## REQUEST A:
Render the listing at the end as a two-column CSV with the columns "prompt" and "response". Give one row for each request, holding its text and its answer, each in a single quoted field with line breaks turned into spaces.

------ SOURCE PASSAGE

# Roubaix 05 vs. Roubaix 06



## Wildcat (Aug 17, 2004)

I'm getting an 05 Roubaix Comp Double for $2,400 and can pick it up this weekend. Just wanted to get some expert advice on whether I made the right decision. I could probably get the 06 Roubaix Expert for $2,500 or the 06 Comp for $1,900. Do you think the 05 Comp is the better buy at that price? Let me know what you think and why.


----------



## Scot_Gore (Jan 25, 2002)

Wildcat said:


> I'm getting an 05 Roubaix Comp Double for $2,400 and can pick it up this weekend. Just wanted to get some expert advice on whether I made the right decision. I could probably get the 06 Roubaix Expert for $2,500 or the 06 Comp for $1,900. Do you think the 05 Comp is the better buy at that price? Let me know what you think and why.


As far as the 05 Roubaix Comp vs 06 - the bikes are identical except for the paint. Your LBS is offering a $100.00 discount to take the 05 paint. Is $100.00 enough to compensate you for last years paint. Only your hairdresser knows for sure. My hairdresser would tell me to take the 05. 

I'm assuming when you say "Do you think the 05 Comp is the better buy at that price?" you really mean the 06, since you don't mention a price on an 05 in your post. Once again, Only your hairdresser knows for sure. Your LBS is offering to let you keep $600.00 more of your money in exchange for swapping some of the Ultegra bits for 105 bits and 6r carbon for 7r carbon. Otherwise same bike, right? Are those things worth half a house payment (or whatever costs you $600.00 in your life).

Scot


----------



## Wildcat (Aug 17, 2004)

Scot_Gore said:


> As far as the 05 Roubaix Comp vs 06 - the bikes are identical except for the paint. Your LBS is offering a $100.00 discount to take the 05 paint. Is $100.00 enough to compensate you for last years paint. Only your hairdresser knows for sure. My hairdresser would tell me to take the 05.

------------

## REQUEST B:
Repeat the part of the forum thread about the Roubaix starting with "I'm assuming when" and going on through "in your life).", and substitute "Dura-Ace" for "Ultegra".

------ SOURCE MATERIAL

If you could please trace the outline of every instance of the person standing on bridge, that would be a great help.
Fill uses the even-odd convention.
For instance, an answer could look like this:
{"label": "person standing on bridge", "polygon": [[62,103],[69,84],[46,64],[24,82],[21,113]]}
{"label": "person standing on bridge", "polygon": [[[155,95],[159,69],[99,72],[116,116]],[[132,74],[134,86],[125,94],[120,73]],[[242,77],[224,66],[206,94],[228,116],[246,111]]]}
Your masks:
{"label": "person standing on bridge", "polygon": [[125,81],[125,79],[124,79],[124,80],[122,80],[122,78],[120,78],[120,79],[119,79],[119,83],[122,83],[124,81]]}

------------

## FULL OUTPUT A:
prompt,response
"If you could please trace the outline of every instance of the person standing on bridge, that would be a great help. Fill uses the even-odd convention. For instance, an answer could look like this: {""label"": ""person standing on bridge"", ""polygon"": [[62,103],[69,84],[46,64],[24,82],[21,113]]} {""label"": ""person standing on bridge"", ""polygon"": [[[155,95],[159,69],[99,72],[116,116]],[[132,74],[134,86],[125,94],[120,73]],[[242,77],[224,66],[206,94],[228,116],[246,111]]]} Your masks:","{""label"": ""person standing on bridge"", ""polygon"": [[125,81],[125,79],[124,79],[124,80],[122,80],[122,78],[120,78],[120,79],[119,79],[119,83],[122,83],[124,81]]}"

## FULL OUTPUT B:
I'm assuming when you say "Do you think the 05 Comp is the better buy at that price?" you really mean the 06, since you don't mention a price on an 05 in your post. Once again, Only your hairdresser knows for sure. Your LBS is offering to let you keep $600.00 more of your money in exchange for swapping some of the Dura-Ace bits for 105 bits and 6r carbon for 7r carbon. Otherwise same bike, right? Are those things worth half a house payment (or whatever costs you $600.00 in your life).